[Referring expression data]
↓
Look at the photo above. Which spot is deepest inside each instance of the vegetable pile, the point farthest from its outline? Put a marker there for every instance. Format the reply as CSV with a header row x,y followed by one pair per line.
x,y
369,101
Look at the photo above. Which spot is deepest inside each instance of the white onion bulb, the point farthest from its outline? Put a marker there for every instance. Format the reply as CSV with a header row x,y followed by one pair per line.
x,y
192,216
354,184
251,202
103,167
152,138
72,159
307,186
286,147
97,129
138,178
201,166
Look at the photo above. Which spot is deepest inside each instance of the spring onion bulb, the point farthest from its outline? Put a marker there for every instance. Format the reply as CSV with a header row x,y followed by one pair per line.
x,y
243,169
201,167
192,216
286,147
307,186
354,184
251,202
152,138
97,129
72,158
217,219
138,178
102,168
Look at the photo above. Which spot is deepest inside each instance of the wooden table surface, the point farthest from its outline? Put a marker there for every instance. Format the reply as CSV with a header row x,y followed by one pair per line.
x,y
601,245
↑
Retype the records in their entirety, matching each one exactly.

* _WORKED SOLUTION_
Look at the photo above. Which spot is deepest inside each instance of the vegetable pile, the point farthest from its outline? Put a marker there for every instance. Format the reply as CSV with a header row x,y followed by one pair per line.
x,y
369,101
Look at the photo above. Which spot is deepest inside each instance of the white onion bulb, the point farthest from its outline? Put a marker there for every instance. Format the reply as CSV with a header row x,y followed by one pair per line.
x,y
192,216
354,184
251,202
103,167
152,138
72,159
307,186
286,147
97,129
138,178
201,166
Look at the photo above. Which spot is deepest inside each instance of the spring onion bulb, the point farthest from its outline? Put a marker there for every instance. Format the reply as CSV with a header row x,y followed by one pair per line.
x,y
243,169
201,167
192,216
286,147
307,186
354,184
251,202
152,138
97,129
72,158
217,219
138,178
102,168
Look at the photo above. Which spot is deepest inside each instance of the wooden table surface, the point farthest from its outline? Put a marker there for every instance. Format the reply as CSV with a header row x,y followed by one pair per line.
x,y
601,245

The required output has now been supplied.